**WHAT YOU WILL DO:** In the forum thread about removing the upper boot lid trim, what has to come off before the upper trim can be removed?

**SELECTED PASSAGE:**
-------------------------

# Upper boot lid trim - removal



## Snappy79 (Dec 23, 2012)

Hi

Anyone done this. I have a clip rattling up there.

Picture would be great if possible.

Thanks.


----------



## legend139 (May 9, 2014)

I have had this for the past 3 months of owning my V6.
Well annoying hearing a rattle, I would like to know this as well!

Might resort to spongy double sided if nothing comes up


----------



## tttony (Dec 21, 2014)

Hi, I need to do this soon too and so I have looked up the procedure in the Audi workshop manual. It would be difficult to explain in detail without the pictures that are in the manual. Basically the lower trim has to be removed first. Then remove the visible bolts and the ball-head pins. Then it is a matter of easing the trim off starting at the bottom (both sides) and then the top, it's held by clips.

I can recommend the service manuals that are available on CD from e-bay.


----------



## Snappy79 (Dec 23, 2012)

tttony said:


> Hi, I need to do this soon too and so I have looked up the procedure in the Audi workshop manual. It would be difficult to explain in detail without the pictures that are in the manual. Basically the lower trim has to be removed first. Then remove the visible bolts and the ball-head pins. Then it is a matter of easing the trim off starting at the bottom (both sides) and then the top, it's held by clips.
> 
> I can recommend the service manuals that are available on CD from e-bay.

-------------------------

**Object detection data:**
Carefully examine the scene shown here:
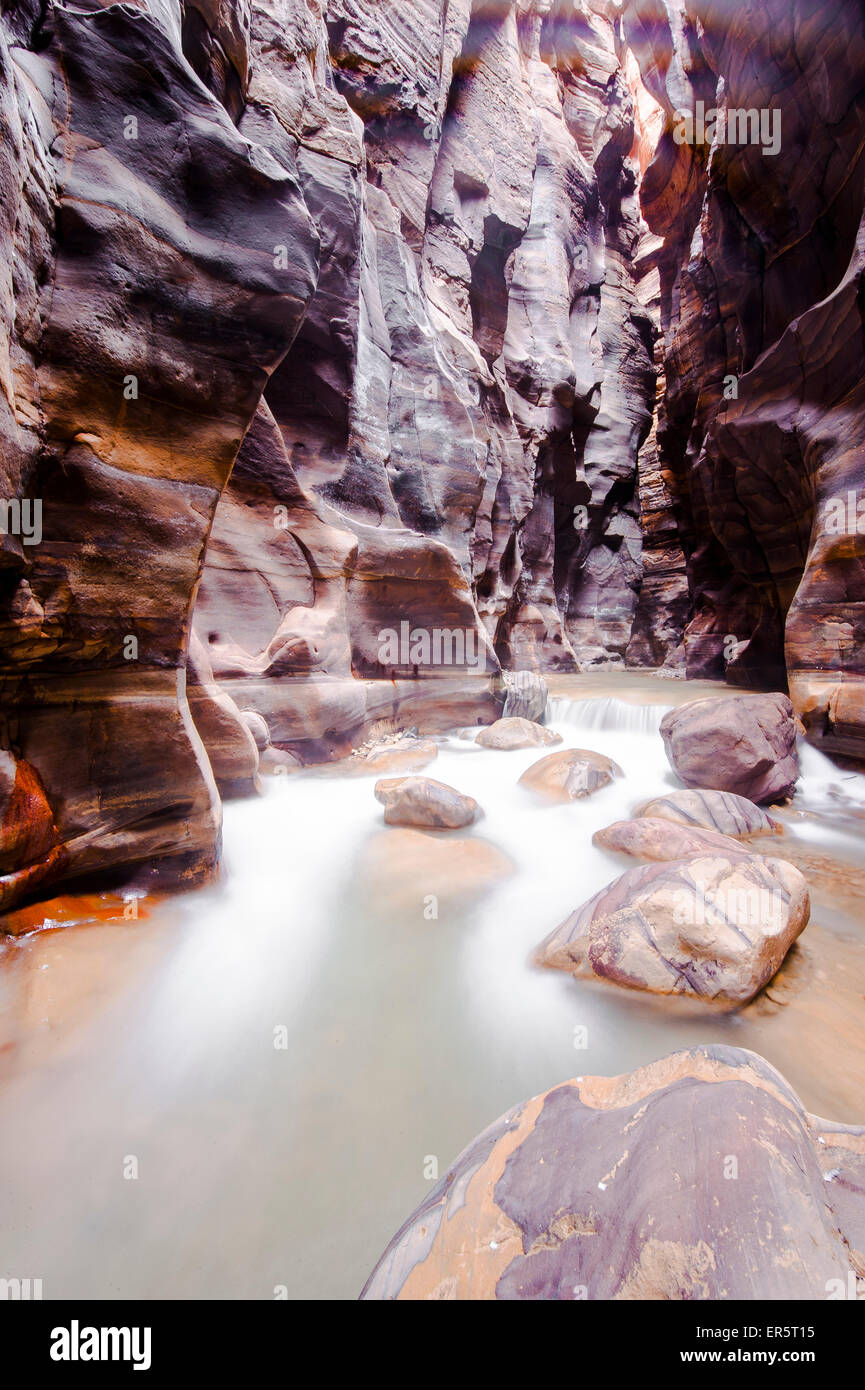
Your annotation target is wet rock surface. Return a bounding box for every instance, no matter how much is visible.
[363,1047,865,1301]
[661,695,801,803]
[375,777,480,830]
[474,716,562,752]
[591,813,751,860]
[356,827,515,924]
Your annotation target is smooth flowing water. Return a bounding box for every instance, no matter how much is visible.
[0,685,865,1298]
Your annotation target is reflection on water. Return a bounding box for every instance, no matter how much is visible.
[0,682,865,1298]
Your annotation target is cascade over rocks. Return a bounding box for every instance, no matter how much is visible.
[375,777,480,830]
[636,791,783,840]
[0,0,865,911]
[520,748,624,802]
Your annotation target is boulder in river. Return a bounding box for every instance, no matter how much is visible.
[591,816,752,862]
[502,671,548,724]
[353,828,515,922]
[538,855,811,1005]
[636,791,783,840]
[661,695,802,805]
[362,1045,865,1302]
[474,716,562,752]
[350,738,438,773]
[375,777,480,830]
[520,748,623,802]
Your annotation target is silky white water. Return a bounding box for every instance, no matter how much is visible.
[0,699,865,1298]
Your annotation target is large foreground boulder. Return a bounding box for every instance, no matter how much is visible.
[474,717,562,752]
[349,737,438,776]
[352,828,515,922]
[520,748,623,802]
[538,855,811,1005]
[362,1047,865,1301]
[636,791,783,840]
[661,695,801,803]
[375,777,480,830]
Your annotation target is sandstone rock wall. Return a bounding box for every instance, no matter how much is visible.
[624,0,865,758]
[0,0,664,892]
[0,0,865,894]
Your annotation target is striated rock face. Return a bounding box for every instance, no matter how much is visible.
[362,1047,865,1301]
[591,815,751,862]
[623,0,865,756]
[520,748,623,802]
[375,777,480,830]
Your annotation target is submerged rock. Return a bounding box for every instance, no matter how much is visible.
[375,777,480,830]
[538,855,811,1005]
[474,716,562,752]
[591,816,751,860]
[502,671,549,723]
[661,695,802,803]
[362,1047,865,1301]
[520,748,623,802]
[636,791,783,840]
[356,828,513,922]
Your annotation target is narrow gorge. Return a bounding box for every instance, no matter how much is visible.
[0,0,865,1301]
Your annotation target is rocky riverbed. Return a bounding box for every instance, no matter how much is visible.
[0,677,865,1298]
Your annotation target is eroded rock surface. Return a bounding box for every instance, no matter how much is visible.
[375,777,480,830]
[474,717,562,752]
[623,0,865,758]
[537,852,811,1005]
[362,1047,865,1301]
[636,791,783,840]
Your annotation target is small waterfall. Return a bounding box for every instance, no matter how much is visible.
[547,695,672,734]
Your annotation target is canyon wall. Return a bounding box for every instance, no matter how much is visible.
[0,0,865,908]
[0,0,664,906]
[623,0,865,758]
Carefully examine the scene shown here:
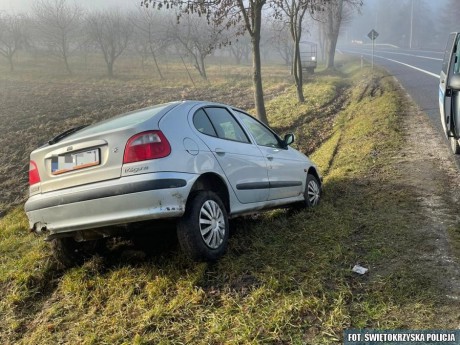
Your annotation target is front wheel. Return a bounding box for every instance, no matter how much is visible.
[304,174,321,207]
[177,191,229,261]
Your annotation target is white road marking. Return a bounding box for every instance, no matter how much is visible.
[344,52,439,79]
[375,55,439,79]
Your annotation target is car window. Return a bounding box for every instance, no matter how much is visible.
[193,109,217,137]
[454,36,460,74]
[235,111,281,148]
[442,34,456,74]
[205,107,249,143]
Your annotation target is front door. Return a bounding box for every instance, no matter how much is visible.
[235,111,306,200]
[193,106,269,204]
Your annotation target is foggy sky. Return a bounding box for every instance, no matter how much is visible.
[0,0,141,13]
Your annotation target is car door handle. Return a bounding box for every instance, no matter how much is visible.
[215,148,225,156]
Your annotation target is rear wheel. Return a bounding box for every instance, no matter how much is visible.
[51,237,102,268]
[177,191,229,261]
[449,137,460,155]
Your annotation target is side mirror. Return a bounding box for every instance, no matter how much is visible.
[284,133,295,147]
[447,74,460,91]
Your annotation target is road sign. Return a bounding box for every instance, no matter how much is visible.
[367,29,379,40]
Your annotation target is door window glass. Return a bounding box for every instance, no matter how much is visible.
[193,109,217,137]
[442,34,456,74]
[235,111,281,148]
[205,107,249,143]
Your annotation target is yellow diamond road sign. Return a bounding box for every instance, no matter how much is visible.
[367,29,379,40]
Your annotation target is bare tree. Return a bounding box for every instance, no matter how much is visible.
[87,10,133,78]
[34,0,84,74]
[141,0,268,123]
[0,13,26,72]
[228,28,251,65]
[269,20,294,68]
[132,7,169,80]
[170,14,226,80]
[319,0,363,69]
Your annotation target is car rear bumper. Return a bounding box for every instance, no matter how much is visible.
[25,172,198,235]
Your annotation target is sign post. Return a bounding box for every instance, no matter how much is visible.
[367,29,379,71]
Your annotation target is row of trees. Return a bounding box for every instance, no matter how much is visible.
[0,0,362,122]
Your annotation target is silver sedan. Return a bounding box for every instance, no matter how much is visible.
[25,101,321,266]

-------------------------

**RESPONSE TO THIS TASK:** The lower trim.